(Beginning of Data for processing)

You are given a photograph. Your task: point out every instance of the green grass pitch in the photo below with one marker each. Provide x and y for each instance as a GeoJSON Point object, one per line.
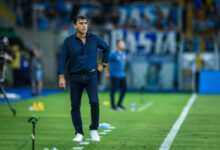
{"type": "Point", "coordinates": [144, 130]}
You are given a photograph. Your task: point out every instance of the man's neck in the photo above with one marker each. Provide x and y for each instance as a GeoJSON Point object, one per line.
{"type": "Point", "coordinates": [119, 51]}
{"type": "Point", "coordinates": [80, 35]}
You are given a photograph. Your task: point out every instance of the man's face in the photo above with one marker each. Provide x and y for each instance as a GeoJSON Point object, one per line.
{"type": "Point", "coordinates": [121, 45]}
{"type": "Point", "coordinates": [81, 26]}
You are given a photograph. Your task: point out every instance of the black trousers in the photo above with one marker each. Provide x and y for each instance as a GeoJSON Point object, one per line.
{"type": "Point", "coordinates": [118, 83]}
{"type": "Point", "coordinates": [78, 83]}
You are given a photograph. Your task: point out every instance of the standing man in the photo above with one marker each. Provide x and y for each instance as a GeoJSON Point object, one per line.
{"type": "Point", "coordinates": [117, 74]}
{"type": "Point", "coordinates": [36, 70]}
{"type": "Point", "coordinates": [80, 52]}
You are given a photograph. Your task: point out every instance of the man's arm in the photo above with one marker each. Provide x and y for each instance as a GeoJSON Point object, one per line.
{"type": "Point", "coordinates": [106, 51]}
{"type": "Point", "coordinates": [62, 65]}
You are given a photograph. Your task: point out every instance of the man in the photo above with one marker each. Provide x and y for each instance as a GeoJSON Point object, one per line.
{"type": "Point", "coordinates": [36, 70]}
{"type": "Point", "coordinates": [80, 52]}
{"type": "Point", "coordinates": [117, 74]}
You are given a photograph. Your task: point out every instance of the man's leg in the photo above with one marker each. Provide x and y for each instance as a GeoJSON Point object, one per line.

(End of Data for processing)

What the exercise asks: Copy exactly the lines running from the one that contains "of the black" to the end of the material, both ends included.

Written solution:
You are given a photograph. Your task: point out every instance of the black trousers in the photo above with one marker each. Provide x and y for each instance as a GeoJSON Point object, one per line.
{"type": "Point", "coordinates": [118, 83]}
{"type": "Point", "coordinates": [78, 83]}
You are given a photograph. Your task: point out every instance of the standing man in the photo above with one marker each. Provide x and y for each instance as a GeoJSON Point object, one per line.
{"type": "Point", "coordinates": [117, 74]}
{"type": "Point", "coordinates": [36, 70]}
{"type": "Point", "coordinates": [80, 52]}
You are given a photograph. Your task: point out every instance of the man's arm in the photo above with one marker each. Provide x and y for each instance as a GeoJSON Point object, one per line.
{"type": "Point", "coordinates": [106, 51]}
{"type": "Point", "coordinates": [62, 65]}
You are given a photograph. Your task: point out every instance of the man in the photo above with one marker each. Provide x and y for each instance as a GeoJSON Point object, one per line.
{"type": "Point", "coordinates": [36, 70]}
{"type": "Point", "coordinates": [80, 52]}
{"type": "Point", "coordinates": [117, 74]}
You are given a photograph. Your task: point out every instance of the man's leg in the photo above with one marker each. Provide x and y for each instance as a GeoJSON Point object, one per line.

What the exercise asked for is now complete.